● **TEXT**
Rethinking the DBMS

2009/03/04

Examining a join

Filed under: Theory — Tags: — Ben Samuel @ 12:28

Basic concept
The basic concept behind a join is that given two tables you can match rows based on some common attribute.
It’s simple enough in principle:
untitledimage17.png
Join these two tables and you get an extended list of students and their professors:
untitledimage15.png
It’s straightforward enough to think of stepping through each student and looking for the corresponding professor based on the course.
There’s also another way to use a join that might be a little surprising:
untitledimage16.png
This involves joining against an infinite table of areas. It’s really just the times table, only laid out differently than the way it’s traditionally done in elementary school. The idea is that rather than have each row stored on disk, it’s done by lookup data up by passing it to a mathematical function.
Joining against it ought to work like any table. After all, when you look up the living room, you have width = 15 and length = 40, so the area must be 15 ⨉ 40 = 600.
There are problems, though. If it’s going to be just like any other table, you ought to be able to join against any columns. Say you had a table with width and area, it’s easy to see that length = area / width. But some mathematical operations aren’t easily reversed, such as taking a derivative. Some are deliberately difficult, like calculating a hash.
The reason I bring up virtual tables, though, is that it shows how a join can’t be expressed as something as simple as stepping through rows and finding matches. While that seems simple, it’s actually adding complexity.
Cartesian Product
Explaining why takes some doing. We start with the cartesian product.
Let’s go to something basic, the number line:
untitledimage22.png
For now, just consider one point, say x = 4. So we’re just saying one thing about the world: that x is 4. If you add the other points in the line, it means that x = -3 or x = -1 or x = 1, &c.
It’s like a little table:
untitledimage72.png
Let’s add another dimension:
untitledimage31.png
This is another way of saying the same thing. Since we haven’t aid anything about y, it could be anything, hence the infinite vertical lines.
What if we leave x aside and say that y could be 1 or -1?
untitledimage41.png
Right, now let’s ask what happens if (x = -3 or x = -1 or x = 1 or x = 3.5 or x = 5) AND (y = 1 or y = -1)?
untitledimage51.png
It makes sense graphically. After all, I simply superimposed each set of lines and highlighted the points that match. Here’s what it looks like as tables:
untitledimage62.png
Recall that the final table is the same as this:
(x = -3 or x = -1 or x = 1 or x = 3.5 or x = 5) AND (y = 1 or y = -1)
If you don’t remember your boolean algebra, what’s happening is simple distribution:
(a or b or c) and (d or e) = (a and d) or (a and e) or (b and d) or (b and e) or (c and d) or (c and e)
This might look more familiar:
(a + b + c) * (d + e) = a*d + a*e + b*d + b*e + c*d + c*e
Now, I’m not saying they’re the same thing, not by a long shot. For example, you certainly can’t say this:
(5 * 3) + (2 *4) = (5 + 2) * (5 + 4) * (3 + 2) * (3 + 4)
… but you can do that in boolean algebra. The point is that the pattern is the same, and that pattern arises because the cartesian product is essentially the result of asking about this and that.

● **THE REQUEST**
Render this sentence from the post on database joins in Spanish: "The basic concept behind a join is that given two tables you can match rows based on some common attribute." The listing comes from a separate source and has no connection to the post on database joins.

● **SOURCE EXCERPT**
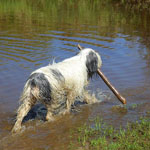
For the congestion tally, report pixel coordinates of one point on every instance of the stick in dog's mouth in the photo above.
(100, 73)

● **EXERCISE RESPONSE**
El concepto básico detrás de un join es que, dadas dos tablas, se pueden emparejar las filas según algún atributo en común.